- **PROBLEM TO WORK ON**
Each entry needs to be restated exactly as written.

--- Begin GIVEN RECORDS ---

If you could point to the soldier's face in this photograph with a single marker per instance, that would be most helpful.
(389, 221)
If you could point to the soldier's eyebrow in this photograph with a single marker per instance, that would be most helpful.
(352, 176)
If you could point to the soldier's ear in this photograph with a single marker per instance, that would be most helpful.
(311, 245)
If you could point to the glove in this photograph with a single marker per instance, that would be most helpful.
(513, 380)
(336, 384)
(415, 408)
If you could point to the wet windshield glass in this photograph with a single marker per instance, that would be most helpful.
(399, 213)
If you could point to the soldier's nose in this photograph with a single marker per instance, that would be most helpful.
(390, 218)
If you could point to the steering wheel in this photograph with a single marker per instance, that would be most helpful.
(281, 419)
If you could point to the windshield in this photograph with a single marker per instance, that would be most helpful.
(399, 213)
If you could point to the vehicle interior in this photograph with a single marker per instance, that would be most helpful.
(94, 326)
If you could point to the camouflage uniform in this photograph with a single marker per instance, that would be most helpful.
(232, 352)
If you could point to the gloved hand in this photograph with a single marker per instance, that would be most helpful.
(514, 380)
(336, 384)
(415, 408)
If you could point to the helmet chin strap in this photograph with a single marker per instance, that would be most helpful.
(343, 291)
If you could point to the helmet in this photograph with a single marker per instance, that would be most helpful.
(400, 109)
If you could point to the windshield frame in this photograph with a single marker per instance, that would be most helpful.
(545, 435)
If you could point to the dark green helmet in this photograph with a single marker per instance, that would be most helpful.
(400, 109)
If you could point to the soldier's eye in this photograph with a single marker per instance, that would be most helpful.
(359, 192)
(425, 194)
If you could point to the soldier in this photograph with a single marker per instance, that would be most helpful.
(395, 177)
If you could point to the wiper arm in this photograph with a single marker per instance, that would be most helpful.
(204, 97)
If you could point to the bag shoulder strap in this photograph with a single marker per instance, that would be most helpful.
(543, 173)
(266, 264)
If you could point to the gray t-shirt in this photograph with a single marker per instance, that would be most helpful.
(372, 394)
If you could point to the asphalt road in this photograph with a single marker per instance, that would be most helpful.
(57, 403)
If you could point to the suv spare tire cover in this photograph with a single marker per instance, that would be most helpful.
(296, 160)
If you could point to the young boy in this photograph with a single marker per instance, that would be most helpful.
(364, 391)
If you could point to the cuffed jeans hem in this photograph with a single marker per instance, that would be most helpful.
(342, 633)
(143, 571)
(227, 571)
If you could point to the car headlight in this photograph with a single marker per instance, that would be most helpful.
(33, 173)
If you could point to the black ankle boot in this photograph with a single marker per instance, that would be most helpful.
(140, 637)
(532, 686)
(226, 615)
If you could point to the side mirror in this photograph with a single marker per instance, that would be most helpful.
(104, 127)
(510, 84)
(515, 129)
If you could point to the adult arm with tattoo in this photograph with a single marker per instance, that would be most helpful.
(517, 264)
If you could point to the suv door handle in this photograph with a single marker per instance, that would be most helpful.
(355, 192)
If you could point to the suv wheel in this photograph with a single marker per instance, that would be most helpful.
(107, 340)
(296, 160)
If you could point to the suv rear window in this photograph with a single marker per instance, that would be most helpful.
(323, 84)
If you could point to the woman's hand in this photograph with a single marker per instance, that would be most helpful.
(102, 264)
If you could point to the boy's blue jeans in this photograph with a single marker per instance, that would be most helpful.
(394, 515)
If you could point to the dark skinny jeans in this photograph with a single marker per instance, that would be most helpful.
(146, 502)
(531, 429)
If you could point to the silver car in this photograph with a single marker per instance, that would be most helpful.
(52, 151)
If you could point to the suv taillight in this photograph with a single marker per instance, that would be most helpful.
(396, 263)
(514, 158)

--- End GIVEN RECORDS ---

- **THE RESPONSE**
If you could point to the soldier's face in this photograph with a single marker per instance, that would be most helpful.
(389, 221)
If you could point to the soldier's eyebrow in this photograph with a single marker per instance, that would be most helpful.
(352, 176)
If you could point to the soldier's ear in this photograph with a single marker per instance, that would be most helpful.
(311, 245)
If you could point to the glove in this photograph with a single marker per instance, that would be most helpful.
(513, 380)
(336, 384)
(415, 408)
If you could point to the wet windshield glass in this photograph with a single marker per instance, that would be most helpful.
(399, 213)
If you could point to the soldier's nose in this photograph with a single marker per instance, that would be most helpful.
(390, 218)
If you could point to the steering wheel in this photograph with a single marker per instance, that would be most helpful.
(281, 419)
If you could point to the windshield in this photograph with a single marker per instance, that would be most helpful.
(399, 213)
If you could point to the vehicle interior in this photograph with a single marker per instance, that would be most helpful.
(94, 326)
If you could point to the camouflage uniform in this photograph with a single marker per instance, that would be most helpful.
(232, 352)
If you could point to the gloved hand in this photograph with a single marker per instance, that would be most helpful.
(514, 380)
(336, 384)
(415, 408)
If you could point to the helmet chin strap in this photograph with a single marker per instance, that would be most helpful.
(343, 291)
If you could point to the helmet in this photograph with a single marker per instance, that would be most helpful.
(400, 109)
If you could point to the windshield frame in this photograph with a single marker per instance, that would be most helpful.
(545, 435)
If you could point to the dark green helmet in this photograph with a single marker per instance, that would be most helpful.
(400, 109)
If you could point to the soldier's eye in this photograph with a single marker per instance, that would be most helpful.
(359, 192)
(425, 194)
If you could point to the soldier in this photograph with a single marker per instance, that would be most helpful.
(395, 177)
If you could point to the wiper arm in this photograph with a single marker per instance, that would be most helpful.
(204, 97)
If you could point to the bag shoulder strap in this photograph with a single marker per instance, that would be most helpful.
(543, 173)
(266, 264)
If you could point to the gray t-shirt in this photograph with a single marker per instance, that would be most helpful.
(372, 394)
If you could point to the asphalt road in this photograph with a single marker per instance, that would be most helpful.
(57, 403)
If you could point to the suv spare tire cover in this photograph with a single marker per instance, that would be most helpful.
(296, 160)
If you could point to the young boy in this photograph with a single marker per instance, that would be most helpful.
(364, 391)
If you could point to the cuffed jeans hem in this photograph with a single marker per instance, that would be most helpful.
(342, 633)
(143, 571)
(227, 571)
If you could point to the car headlight in this photograph with a single marker per instance, that would be most helpful.
(33, 173)
If you could point to the black ankle boot in this photograph with a single marker per instance, that would be most helpful.
(140, 637)
(532, 686)
(226, 615)
If you could point to the side mirror in this photograph with a single marker per instance, that would be most helpful.
(104, 127)
(510, 84)
(515, 129)
If you could point to the adult arm with tattoo in this photograph with a single marker per instance, that would be most helpful.
(517, 264)
If you could point to the suv door handle in this photograph with a single marker per instance, that would be most helpful.
(355, 192)
If you could point to the suv wheel in this photograph with a single marker per instance, that would be most helpful.
(107, 340)
(296, 160)
If you could point to the suv rear window in this photograph with a single marker per instance, that would be most helpful.
(323, 84)
If you could point to the woman's hand in this photograph with a single marker per instance, that would be most helpful.
(102, 264)
If you could point to the boy's blue jeans in this photograph with a single marker per instance, that would be most helpful.
(394, 515)
If you could point to the dark skinny jeans in this photograph with a single marker per instance, that would be most helpful.
(146, 502)
(531, 429)
If you could point to the silver car in this photograph with a single marker per instance, that would be most helpful.
(52, 151)
If you could point to the suv taillight in this photograph with a single marker per instance, that would be most helpful.
(396, 263)
(514, 158)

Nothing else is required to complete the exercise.